Location identification entries
--------------------------------------------------

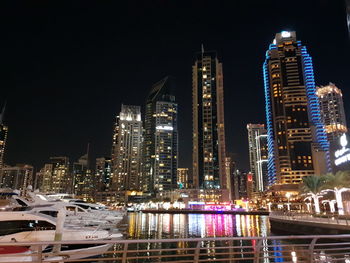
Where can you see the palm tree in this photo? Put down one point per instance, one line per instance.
(338, 183)
(312, 186)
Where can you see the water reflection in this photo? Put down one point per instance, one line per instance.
(152, 226)
(159, 226)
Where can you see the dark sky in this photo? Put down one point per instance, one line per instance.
(68, 65)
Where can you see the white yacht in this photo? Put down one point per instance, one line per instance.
(41, 222)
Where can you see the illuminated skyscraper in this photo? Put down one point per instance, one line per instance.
(208, 122)
(55, 176)
(83, 178)
(103, 173)
(161, 138)
(182, 178)
(332, 108)
(3, 137)
(257, 140)
(127, 150)
(297, 142)
(17, 177)
(347, 2)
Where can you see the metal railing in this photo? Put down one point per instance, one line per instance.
(325, 248)
(318, 218)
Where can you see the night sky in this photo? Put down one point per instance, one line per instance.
(68, 65)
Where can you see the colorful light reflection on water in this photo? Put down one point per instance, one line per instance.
(151, 226)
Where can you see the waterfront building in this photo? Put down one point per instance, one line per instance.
(84, 185)
(17, 177)
(331, 104)
(103, 173)
(250, 185)
(196, 196)
(55, 176)
(161, 138)
(241, 184)
(182, 178)
(297, 142)
(127, 156)
(258, 155)
(208, 122)
(3, 137)
(44, 178)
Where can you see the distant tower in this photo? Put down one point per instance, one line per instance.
(83, 179)
(127, 150)
(60, 182)
(347, 2)
(208, 122)
(17, 177)
(332, 108)
(182, 178)
(257, 140)
(297, 142)
(103, 173)
(161, 138)
(3, 137)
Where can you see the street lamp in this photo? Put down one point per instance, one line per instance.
(288, 195)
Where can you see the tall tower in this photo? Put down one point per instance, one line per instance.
(61, 182)
(332, 109)
(208, 122)
(161, 138)
(3, 137)
(83, 179)
(128, 149)
(297, 141)
(103, 173)
(257, 140)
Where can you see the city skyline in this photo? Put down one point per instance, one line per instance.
(100, 138)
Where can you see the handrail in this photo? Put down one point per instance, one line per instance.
(130, 241)
(307, 248)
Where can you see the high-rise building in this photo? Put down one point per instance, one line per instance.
(16, 177)
(182, 178)
(127, 155)
(44, 178)
(3, 137)
(332, 109)
(103, 173)
(83, 180)
(257, 141)
(208, 122)
(297, 142)
(347, 3)
(161, 138)
(61, 181)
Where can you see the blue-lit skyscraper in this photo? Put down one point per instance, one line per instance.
(297, 141)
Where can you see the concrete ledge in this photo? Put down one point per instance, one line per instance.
(306, 227)
(189, 211)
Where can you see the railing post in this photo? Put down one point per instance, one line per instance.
(257, 251)
(311, 249)
(196, 252)
(125, 252)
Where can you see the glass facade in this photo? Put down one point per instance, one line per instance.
(127, 155)
(257, 141)
(297, 142)
(208, 123)
(161, 138)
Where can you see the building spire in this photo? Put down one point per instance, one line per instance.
(2, 113)
(87, 155)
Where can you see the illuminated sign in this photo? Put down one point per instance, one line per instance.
(165, 128)
(342, 155)
(285, 34)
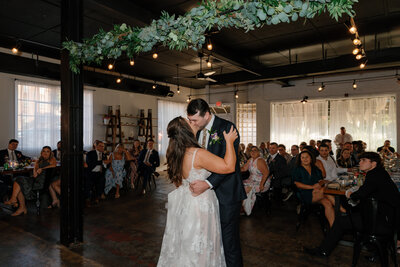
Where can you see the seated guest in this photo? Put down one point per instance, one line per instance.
(115, 175)
(308, 179)
(23, 187)
(378, 185)
(278, 171)
(148, 162)
(386, 148)
(134, 152)
(283, 153)
(95, 181)
(257, 182)
(344, 160)
(57, 152)
(11, 153)
(331, 168)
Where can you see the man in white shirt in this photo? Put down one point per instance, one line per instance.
(331, 168)
(342, 138)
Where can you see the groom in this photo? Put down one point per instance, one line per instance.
(228, 187)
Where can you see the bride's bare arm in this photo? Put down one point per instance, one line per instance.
(216, 164)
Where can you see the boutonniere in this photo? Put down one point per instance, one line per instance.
(214, 138)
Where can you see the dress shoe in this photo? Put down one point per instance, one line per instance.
(315, 252)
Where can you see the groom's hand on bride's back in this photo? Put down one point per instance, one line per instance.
(198, 187)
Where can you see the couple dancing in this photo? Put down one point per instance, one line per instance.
(203, 211)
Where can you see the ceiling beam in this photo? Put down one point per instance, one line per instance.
(388, 58)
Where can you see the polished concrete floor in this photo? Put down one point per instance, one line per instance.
(128, 232)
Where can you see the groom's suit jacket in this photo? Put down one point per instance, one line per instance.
(228, 187)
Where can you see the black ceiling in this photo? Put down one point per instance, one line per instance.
(281, 52)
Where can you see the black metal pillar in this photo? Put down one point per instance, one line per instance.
(71, 217)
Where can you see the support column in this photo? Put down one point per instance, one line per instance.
(71, 217)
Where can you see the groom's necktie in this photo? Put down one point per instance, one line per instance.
(203, 141)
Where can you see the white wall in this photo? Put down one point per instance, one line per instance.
(130, 103)
(264, 93)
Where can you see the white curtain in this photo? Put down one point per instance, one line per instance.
(293, 123)
(372, 120)
(38, 116)
(167, 110)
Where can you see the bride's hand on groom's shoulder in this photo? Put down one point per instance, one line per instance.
(231, 136)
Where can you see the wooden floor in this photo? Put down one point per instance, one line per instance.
(128, 232)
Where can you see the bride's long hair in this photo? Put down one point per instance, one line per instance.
(181, 137)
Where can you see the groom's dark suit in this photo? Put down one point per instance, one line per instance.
(230, 193)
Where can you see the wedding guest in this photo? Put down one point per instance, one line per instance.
(378, 185)
(345, 159)
(135, 152)
(23, 187)
(283, 153)
(148, 162)
(95, 180)
(116, 173)
(257, 182)
(308, 179)
(342, 138)
(11, 153)
(330, 165)
(57, 152)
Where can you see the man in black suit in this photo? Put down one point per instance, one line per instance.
(278, 170)
(95, 172)
(228, 187)
(378, 185)
(11, 153)
(148, 160)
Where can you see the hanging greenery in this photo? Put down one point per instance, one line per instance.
(188, 31)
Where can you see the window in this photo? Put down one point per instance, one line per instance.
(371, 120)
(38, 116)
(246, 123)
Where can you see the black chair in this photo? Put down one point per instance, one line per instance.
(382, 241)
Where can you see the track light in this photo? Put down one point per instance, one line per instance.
(321, 88)
(354, 85)
(209, 44)
(356, 41)
(353, 29)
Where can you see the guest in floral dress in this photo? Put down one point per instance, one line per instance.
(116, 173)
(135, 152)
(257, 182)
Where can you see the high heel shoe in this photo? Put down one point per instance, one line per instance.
(19, 212)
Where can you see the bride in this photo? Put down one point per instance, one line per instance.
(192, 234)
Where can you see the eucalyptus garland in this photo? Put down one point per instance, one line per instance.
(188, 31)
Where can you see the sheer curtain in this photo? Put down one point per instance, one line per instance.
(372, 120)
(167, 110)
(294, 122)
(38, 116)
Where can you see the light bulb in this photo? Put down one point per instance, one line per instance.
(356, 41)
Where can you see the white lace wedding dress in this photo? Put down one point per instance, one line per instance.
(192, 235)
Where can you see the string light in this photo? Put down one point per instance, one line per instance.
(354, 85)
(321, 88)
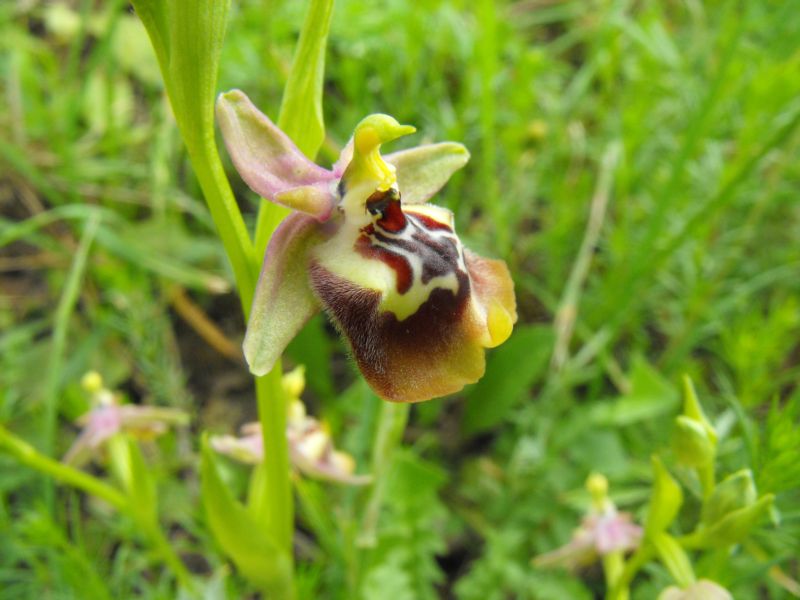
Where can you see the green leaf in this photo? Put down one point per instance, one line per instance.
(131, 470)
(665, 501)
(242, 537)
(301, 115)
(650, 396)
(187, 36)
(507, 377)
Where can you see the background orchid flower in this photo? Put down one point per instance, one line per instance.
(108, 417)
(311, 448)
(602, 531)
(417, 309)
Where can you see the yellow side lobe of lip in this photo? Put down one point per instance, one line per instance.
(499, 323)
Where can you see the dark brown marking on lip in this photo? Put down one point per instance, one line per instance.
(396, 262)
(386, 205)
(429, 222)
(403, 360)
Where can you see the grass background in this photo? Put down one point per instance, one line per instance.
(675, 124)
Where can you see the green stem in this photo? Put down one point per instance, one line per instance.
(706, 476)
(228, 220)
(279, 509)
(391, 425)
(613, 567)
(30, 457)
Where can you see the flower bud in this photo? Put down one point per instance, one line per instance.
(737, 525)
(691, 443)
(733, 493)
(693, 410)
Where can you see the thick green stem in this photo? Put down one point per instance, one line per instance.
(279, 509)
(228, 221)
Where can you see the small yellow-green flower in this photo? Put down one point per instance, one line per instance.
(311, 448)
(602, 531)
(415, 306)
(108, 417)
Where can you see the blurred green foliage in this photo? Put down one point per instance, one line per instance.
(697, 270)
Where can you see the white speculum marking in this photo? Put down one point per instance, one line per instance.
(373, 258)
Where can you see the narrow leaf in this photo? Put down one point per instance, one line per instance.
(241, 536)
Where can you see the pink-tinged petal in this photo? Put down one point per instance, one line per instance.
(283, 302)
(614, 531)
(268, 160)
(422, 171)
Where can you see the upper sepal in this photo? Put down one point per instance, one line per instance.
(269, 162)
(423, 171)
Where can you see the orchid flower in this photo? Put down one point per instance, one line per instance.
(108, 417)
(416, 307)
(311, 448)
(602, 531)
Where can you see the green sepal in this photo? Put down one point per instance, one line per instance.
(693, 410)
(242, 537)
(665, 501)
(283, 301)
(423, 170)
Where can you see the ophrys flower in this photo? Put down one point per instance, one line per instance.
(416, 308)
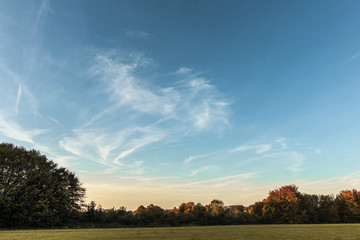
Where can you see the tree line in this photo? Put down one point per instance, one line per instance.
(36, 193)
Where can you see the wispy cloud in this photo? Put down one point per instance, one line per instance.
(191, 158)
(193, 101)
(18, 99)
(137, 34)
(184, 70)
(261, 148)
(43, 9)
(282, 142)
(14, 131)
(103, 146)
(202, 169)
(293, 159)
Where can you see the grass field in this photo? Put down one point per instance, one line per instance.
(333, 231)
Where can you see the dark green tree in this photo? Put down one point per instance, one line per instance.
(35, 192)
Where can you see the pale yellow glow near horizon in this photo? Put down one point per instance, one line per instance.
(245, 192)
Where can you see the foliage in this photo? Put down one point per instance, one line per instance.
(34, 192)
(293, 231)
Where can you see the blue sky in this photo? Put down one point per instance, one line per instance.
(172, 101)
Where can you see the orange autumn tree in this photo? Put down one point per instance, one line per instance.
(348, 203)
(284, 205)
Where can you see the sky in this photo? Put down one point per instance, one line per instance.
(167, 102)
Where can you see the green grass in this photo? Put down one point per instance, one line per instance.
(328, 231)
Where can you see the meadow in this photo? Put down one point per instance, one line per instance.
(303, 231)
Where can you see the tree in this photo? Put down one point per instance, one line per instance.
(348, 204)
(35, 192)
(284, 205)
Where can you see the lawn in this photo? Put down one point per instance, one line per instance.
(327, 231)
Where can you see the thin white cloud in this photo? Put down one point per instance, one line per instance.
(43, 9)
(202, 169)
(238, 177)
(108, 148)
(261, 148)
(293, 159)
(14, 131)
(137, 34)
(184, 70)
(282, 142)
(192, 101)
(18, 99)
(191, 158)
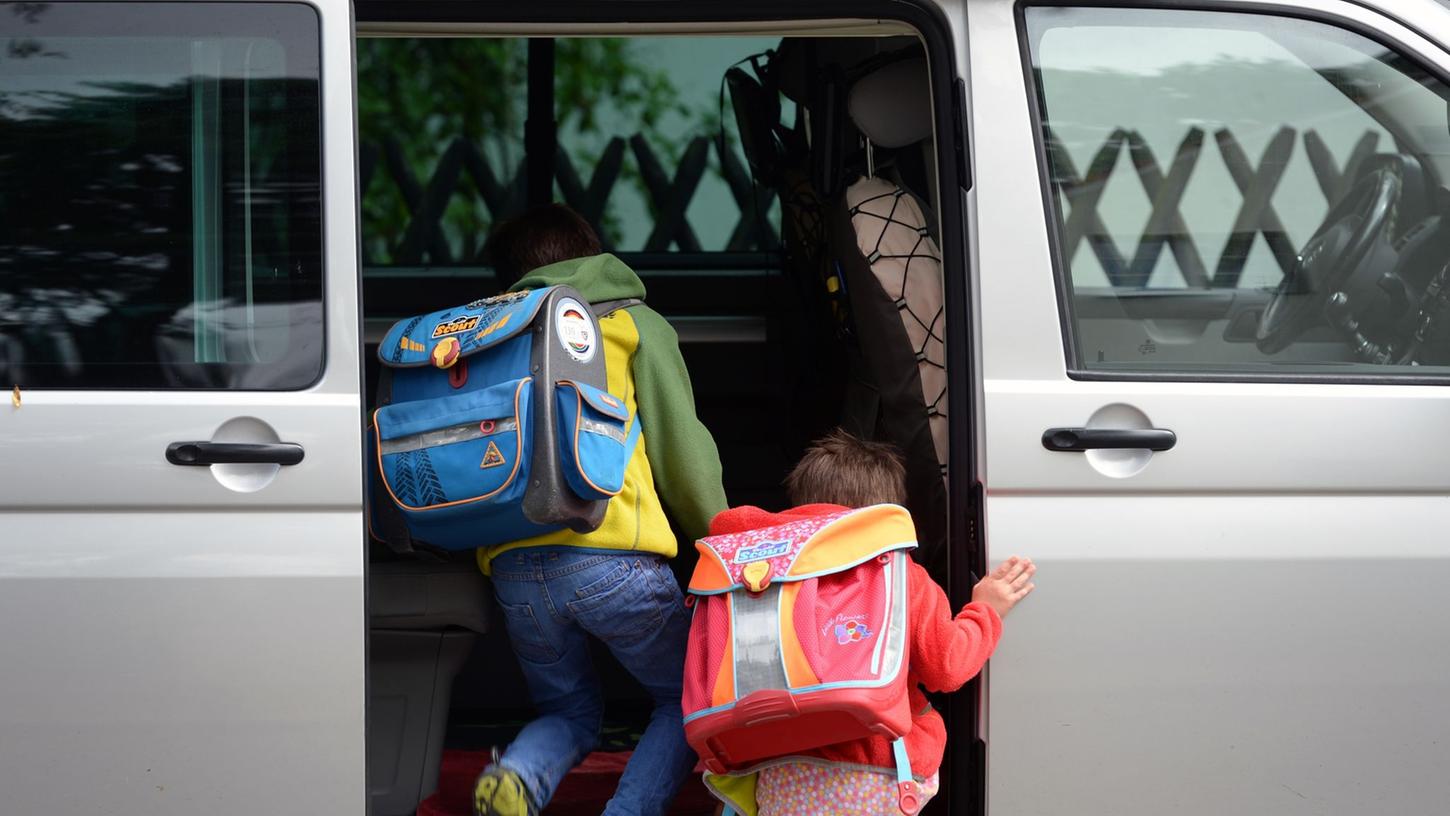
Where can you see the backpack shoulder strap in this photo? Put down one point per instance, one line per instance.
(608, 307)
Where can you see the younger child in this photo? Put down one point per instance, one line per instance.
(837, 473)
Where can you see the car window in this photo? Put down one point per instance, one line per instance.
(160, 202)
(1241, 194)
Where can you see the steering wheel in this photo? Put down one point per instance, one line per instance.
(1333, 255)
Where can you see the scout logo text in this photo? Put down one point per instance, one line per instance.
(454, 326)
(761, 551)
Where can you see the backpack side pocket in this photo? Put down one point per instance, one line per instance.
(596, 439)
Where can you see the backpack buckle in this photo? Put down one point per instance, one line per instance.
(908, 797)
(756, 576)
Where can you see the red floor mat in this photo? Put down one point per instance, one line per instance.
(583, 792)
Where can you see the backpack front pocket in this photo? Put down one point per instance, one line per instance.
(470, 448)
(595, 444)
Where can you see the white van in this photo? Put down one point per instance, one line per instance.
(1194, 260)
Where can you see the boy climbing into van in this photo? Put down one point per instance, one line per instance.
(614, 583)
(854, 779)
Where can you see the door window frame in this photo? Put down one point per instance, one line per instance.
(1062, 274)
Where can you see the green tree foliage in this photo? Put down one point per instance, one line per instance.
(422, 94)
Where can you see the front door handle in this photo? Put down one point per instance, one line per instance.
(1072, 439)
(234, 454)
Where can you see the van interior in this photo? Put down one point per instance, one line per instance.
(779, 197)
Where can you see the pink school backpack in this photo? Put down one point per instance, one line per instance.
(799, 641)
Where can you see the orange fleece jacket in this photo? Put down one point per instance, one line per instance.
(946, 651)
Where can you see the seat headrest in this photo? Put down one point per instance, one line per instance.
(892, 105)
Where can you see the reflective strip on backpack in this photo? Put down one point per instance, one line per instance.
(893, 642)
(445, 436)
(756, 632)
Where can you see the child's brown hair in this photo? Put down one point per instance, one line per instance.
(840, 468)
(540, 236)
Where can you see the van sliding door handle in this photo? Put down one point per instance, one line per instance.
(234, 454)
(1072, 439)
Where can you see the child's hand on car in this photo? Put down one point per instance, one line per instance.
(1007, 584)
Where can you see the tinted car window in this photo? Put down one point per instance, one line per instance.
(160, 210)
(1243, 194)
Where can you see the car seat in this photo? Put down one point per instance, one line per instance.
(857, 238)
(889, 265)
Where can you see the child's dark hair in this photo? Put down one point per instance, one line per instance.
(840, 468)
(537, 238)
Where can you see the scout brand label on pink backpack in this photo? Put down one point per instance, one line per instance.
(799, 639)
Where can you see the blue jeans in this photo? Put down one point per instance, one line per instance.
(551, 599)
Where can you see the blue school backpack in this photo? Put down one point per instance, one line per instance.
(493, 423)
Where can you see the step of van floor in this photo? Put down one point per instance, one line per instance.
(583, 792)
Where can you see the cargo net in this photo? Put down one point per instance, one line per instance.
(892, 235)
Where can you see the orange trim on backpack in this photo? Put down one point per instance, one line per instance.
(711, 574)
(518, 432)
(798, 668)
(854, 538)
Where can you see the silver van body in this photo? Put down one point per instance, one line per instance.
(1249, 621)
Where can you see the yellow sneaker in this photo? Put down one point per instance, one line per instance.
(499, 792)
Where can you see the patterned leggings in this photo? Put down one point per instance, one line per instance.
(806, 789)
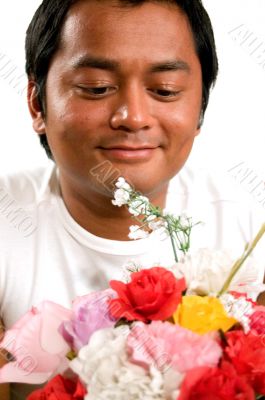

--------------------------------------------------

**Prompt**
Please return every line above that contains the word "metal".

**Answer to the problem**
Where can you see the metal railing in this photo? Put down one point per instance, one line per instance.
Where can you see the black metal pillar in this photo? Put down one point per instance, one line per instance.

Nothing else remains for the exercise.